● Aim of the task
Every line from the one with "Point to the flower" through the final line of the entries below should be returned exactly; leave out all other lines.

Records contained in a dataset
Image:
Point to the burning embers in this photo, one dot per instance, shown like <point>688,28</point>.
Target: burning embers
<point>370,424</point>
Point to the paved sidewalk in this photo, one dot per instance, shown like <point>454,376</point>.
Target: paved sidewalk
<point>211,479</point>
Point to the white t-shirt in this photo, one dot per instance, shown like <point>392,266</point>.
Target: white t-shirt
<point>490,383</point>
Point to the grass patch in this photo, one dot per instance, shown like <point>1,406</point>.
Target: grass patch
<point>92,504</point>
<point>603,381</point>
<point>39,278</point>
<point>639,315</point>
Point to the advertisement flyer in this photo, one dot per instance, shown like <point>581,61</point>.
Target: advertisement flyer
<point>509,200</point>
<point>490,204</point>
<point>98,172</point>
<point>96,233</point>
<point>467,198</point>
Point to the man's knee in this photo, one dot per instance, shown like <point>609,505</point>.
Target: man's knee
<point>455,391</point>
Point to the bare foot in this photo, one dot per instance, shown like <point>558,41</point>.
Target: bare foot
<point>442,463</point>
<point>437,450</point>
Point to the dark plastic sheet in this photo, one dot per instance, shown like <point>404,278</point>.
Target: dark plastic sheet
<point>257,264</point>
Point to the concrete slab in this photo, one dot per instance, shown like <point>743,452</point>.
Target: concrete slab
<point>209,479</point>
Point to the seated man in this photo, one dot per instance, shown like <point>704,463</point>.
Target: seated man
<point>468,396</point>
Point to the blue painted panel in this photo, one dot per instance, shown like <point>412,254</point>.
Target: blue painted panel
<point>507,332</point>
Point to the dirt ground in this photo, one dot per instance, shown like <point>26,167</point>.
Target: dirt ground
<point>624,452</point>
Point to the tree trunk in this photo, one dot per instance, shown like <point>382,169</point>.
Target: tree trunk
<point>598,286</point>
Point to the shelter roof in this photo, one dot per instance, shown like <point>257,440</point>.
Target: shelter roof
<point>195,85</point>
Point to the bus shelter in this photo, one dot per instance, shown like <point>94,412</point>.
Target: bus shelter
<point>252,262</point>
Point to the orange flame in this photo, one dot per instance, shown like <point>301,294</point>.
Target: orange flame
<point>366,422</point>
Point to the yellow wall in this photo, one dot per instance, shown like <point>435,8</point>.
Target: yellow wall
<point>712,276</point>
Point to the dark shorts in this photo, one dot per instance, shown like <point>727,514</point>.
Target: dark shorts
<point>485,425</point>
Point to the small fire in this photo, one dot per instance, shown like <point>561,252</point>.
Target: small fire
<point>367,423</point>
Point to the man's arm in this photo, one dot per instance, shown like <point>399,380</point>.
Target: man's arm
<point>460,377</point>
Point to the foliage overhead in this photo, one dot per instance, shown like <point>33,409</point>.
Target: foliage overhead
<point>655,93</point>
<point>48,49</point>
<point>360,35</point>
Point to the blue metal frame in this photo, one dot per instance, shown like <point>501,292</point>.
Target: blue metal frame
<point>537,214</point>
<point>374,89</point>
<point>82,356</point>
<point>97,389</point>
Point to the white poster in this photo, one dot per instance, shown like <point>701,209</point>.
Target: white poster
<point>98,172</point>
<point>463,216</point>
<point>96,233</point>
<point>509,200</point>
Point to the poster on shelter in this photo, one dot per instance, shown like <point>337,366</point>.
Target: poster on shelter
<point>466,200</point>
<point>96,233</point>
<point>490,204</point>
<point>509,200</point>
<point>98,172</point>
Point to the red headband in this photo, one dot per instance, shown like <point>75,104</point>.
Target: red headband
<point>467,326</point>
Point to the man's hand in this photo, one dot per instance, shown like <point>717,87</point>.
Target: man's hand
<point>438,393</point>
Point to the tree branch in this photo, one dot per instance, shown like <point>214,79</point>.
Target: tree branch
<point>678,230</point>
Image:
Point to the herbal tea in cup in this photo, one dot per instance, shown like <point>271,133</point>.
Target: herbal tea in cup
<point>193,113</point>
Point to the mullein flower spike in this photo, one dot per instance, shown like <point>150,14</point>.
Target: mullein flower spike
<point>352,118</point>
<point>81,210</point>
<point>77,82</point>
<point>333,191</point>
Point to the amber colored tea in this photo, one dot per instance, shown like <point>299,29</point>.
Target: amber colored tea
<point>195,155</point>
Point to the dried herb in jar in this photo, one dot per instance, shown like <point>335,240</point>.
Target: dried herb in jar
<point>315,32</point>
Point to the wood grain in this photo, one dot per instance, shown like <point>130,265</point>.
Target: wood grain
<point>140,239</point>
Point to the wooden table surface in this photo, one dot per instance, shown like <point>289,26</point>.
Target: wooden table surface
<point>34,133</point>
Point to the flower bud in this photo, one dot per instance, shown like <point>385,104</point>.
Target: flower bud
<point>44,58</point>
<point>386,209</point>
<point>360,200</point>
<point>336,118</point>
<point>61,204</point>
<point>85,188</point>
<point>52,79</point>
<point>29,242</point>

● Exercise response
Point to the flower bud in this photo, one dot per instance, shown like <point>385,104</point>.
Target: flower bud
<point>44,58</point>
<point>386,209</point>
<point>360,200</point>
<point>336,118</point>
<point>61,204</point>
<point>85,188</point>
<point>52,79</point>
<point>29,242</point>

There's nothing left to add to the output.